▸ EXERCISE REQUIREMENTS
A – Answer these questions from the ggpairs passage, one answer per line, marked the same way:
(i) What three things does the plot made by ggpairs show at once?
(ii) What does the pipe operator (%>%) do?
(iii) What value was the treatment-ses-correlation set to?
B – Decide whether each statement agrees with the ggpairs passage. Answer yes or no, and quote the words of the passage that settle it:
(i) The ggpairs function comes from the GGally library.
(ii) The achievement-ses-correlation was set to 0.6.
(iii) Under the self-selection model, students with higher SES are underrepresented in the treatment group.
C – Pick up the ggpairs passage after its last sentence and write what comes next.

▸ SOURCE PASSAGE
* Start *

Look at the relationships between the achievement and ses variables
using the ggpairs function from the GGally library. This
function creates a plot that gives you three things at once: the
histogram of each variable, the scatter plot between all pairs of
variables, and the correlation between all pairs of variables. The
command below sends all the data from studentData to the
the select function; the select function keeps
only the desired columns and sends them to the ggpairs
function for final processing. Note that the “pipe” operator
(%>%) simply sends the output of the function on the
left to the function on the right. It is a very handy way to send data
through several functions.
Do these relationships make sense given what you know about how the data
were created? Why or why not?
Yes, the relationships observed in the plots make perfect sense based
on the simulation parameters we set. Because we set the
achievement-ses-correlation to 0.7, we would immediately
expect to see a strong positive correlation in the scatter plots
naturally linking initial achievement and SES. Furthermore, since we
chose a self-selection model with a
treatment-ses-correlation of 0.6, we know that students
with higher SES are more heavily represented in the treatment group. As
a consequence, the treated students will generally have a higher initial
starting point, pushing their current achievement even further ahead
after the treatment takes effect.

* End *

▸ INFORMATION GIVEN
* Start *

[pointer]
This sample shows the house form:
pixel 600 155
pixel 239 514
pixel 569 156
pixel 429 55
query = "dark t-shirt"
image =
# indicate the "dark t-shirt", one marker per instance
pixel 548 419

* End *
* Start *

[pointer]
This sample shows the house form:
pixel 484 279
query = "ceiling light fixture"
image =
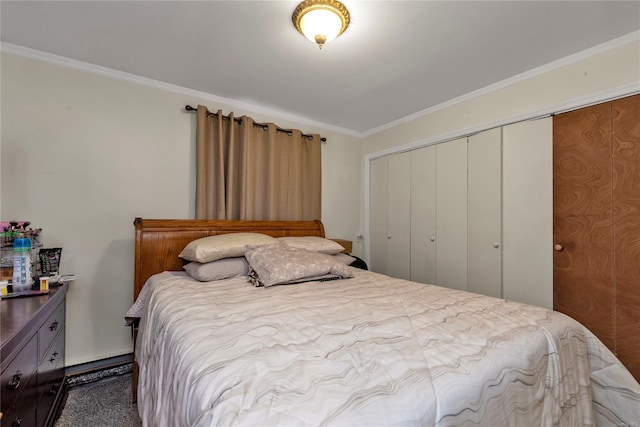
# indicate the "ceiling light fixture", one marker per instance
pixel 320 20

* End *
* Start *

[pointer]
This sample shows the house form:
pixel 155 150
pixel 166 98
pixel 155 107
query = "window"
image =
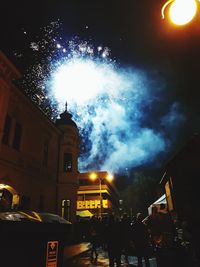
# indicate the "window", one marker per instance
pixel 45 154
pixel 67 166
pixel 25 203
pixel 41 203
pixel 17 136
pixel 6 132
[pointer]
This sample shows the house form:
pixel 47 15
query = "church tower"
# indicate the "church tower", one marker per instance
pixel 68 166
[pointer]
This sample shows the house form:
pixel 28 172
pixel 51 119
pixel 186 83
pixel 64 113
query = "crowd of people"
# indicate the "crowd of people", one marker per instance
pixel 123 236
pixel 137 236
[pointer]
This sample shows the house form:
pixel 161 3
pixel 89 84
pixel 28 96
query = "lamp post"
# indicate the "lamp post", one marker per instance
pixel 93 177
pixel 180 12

* End *

▸ EXERCISE RESPONSES
A –
(i) The histogram of each variable, the scatter plot between all pairs of variables, and the correlation between all pairs of variables.
(ii) It sends the output of the function on the left to the function on the right.
(iii) 0.6.

B –
(i) Yes: "using the ggpairs function from the GGally library"
(ii) No: "Because we set the achievement-ses-correlation to 0.7"
(iii) No: "students with higher SES are more heavily represented in the treatment group"

C –
Examine how the achievement distributions of the treated and control
groups differ. You can do this using the ggplot function
which allows you to create multiple “layers” of graphics to display at
the same time. The first part of the command tells it what data to use
and defines any “aesthetic mapppings” you want to use for all the layers
that follow. For example, the first part of the command below (before
the +) says “map the currach column to the
x-axis for all the layers that follow.” The second part of the command
inherits that mapping and adds the geom_histogram layer,
which says “use the data and mappings you inherit to create a histogram
with black lines around the bars.”
To plot the treated and untreated distributions at the same time, all
you need to do is add an aesthetic mapping that involves a categorical
variable. Common mappings include the shape of the things
you are plotting, the color of the lines of the things you
are plotting; and the color you use to fill the things your
are plotting. To illustrate, the first command below maps the different
levels of the factor treat to different fill
colors for each histogram (keeping the color of the bar lines
black).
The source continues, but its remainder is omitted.